* _本文_:
はじめに

こんにちは、TIG/DXユニット所属の宮永です。
PipenvとLocalStackを使用したLambda開発環境の構築を紹介します。

本記事で作成するデモアプリは以下のGitHubリポジトリに格納しています。ご参考にしてください。

https://github.com/orangekame3/pipenv-lambda

【本記事で伝えたいこと】

本記事で最も伝えたいことはデプロイパッケージと開発パッケージの分離です。 Pipenvを使用することでzipの容量を節約しながらLambdaをデプロイすることができます。やや長い記事となっていますので、「LocalStackへのデプロイ」の章だけでも見ていただけると幸いです。

Pipenvとは

Pipenvはパッケージ管理ツールです。似たようなツールにPoetry等があります。
Poetryを使用したPython開発環境の構築は澁川さんの記事がとても参考になりますのでぜひご覧ください。

開発環境

開発に取り組む前に筆者の開発環境を記載します。記事中Linuxコマンドを使用している箇所があります。Windowsで開発される方はWSLを使用することをおすすめいたします。

OS Ubuntu 20.04
Python(pyenv) 3.9
Pipenv
Docker
docker compose v2
AWS CLI v2

プロジェクトの作成

まずはPipenvをダウンロードしましょう。

pip install pipenv

次にプロジェクトを作成します。
プロジェクトのルートディレクトリで以下コマンドを実行してPythonプロジェクトを作成します。
ランタイムはLambdaでサポートしている最新環境のPython 3.9を使用します。
参考：Lambda ランタイム

pipenv --python 3.9

~/git/src/pipenv-lambda main
❯❯❯ pipenv --python 3.9                                                                  ✘ 1
Creating a virtualenv for this project...
Pipfile: /home/orangekame3/git/src/pipenv-lambda/Pipfile
Using /home/orangekame3/.anyenv/envs/pyenv/versions/3.9.4/bin/python3.9 (3.9.4) to create virtualenv...
⠹ Creating virtual environment...created virtual environment CPython3.9.4.final.0-64 in 136ms
  creator CPython3Posix(dest=/home/orangekame3/.local/share/virtualenvs/pipenv-lambda-LX4n91M6, clear=False, no_vcs_ignore=False, global=False)

* _元データ_:
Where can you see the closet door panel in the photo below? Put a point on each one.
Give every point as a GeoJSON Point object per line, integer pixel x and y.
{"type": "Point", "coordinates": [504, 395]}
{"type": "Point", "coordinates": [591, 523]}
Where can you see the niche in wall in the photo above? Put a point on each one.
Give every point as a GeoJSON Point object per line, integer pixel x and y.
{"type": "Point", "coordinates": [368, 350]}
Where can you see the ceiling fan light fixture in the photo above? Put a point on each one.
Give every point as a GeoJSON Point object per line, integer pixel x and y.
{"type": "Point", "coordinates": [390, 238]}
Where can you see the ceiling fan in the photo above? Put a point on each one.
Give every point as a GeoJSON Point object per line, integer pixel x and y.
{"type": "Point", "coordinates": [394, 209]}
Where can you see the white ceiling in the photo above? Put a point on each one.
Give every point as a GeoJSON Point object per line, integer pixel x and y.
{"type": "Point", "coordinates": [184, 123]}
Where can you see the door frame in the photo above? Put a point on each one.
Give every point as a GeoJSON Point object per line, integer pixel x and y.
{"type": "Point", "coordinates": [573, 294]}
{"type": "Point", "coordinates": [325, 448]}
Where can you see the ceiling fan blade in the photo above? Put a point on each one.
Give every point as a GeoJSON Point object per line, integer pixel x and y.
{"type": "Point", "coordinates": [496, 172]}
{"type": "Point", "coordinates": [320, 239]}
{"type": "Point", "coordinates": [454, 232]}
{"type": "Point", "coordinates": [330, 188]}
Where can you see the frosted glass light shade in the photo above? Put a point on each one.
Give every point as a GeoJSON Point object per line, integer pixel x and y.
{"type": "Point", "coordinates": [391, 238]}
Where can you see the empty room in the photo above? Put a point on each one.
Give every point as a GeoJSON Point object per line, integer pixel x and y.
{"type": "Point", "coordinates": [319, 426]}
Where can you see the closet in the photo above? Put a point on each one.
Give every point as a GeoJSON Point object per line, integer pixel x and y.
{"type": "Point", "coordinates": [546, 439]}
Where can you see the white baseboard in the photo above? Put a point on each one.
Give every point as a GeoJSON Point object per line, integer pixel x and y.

* _実施する作業_:
**1)** 本文のうち、「Pipfile: /home/orangekame3/git/src/pipenv-lambda/Pipfile」から「to create virtualenv...」までを一字も変えずに書き出してください。
**2)** リストの「Where can you see the white baseboard」を含む行からリストの最後までを、「white baseboard」を「gray baseboard」に置き換え、それ以外はそのままにして編集してください。
本文とリストは互いに関係がない。

* _各作業の解答_:
**1)**
Pipfile: /home/orangekame3/git/src/pipenv-lambda/Pipfile
Using /home/orangekame3/.anyenv/envs/pyenv/versions/3.9.4/bin/python3.9 (3.9.4) to create virtualenv...

**2)**
Where can you see the gray baseboard in the photo above? Put a point on each one.
Give every point as a GeoJSON Point object per line, integer pixel x and y.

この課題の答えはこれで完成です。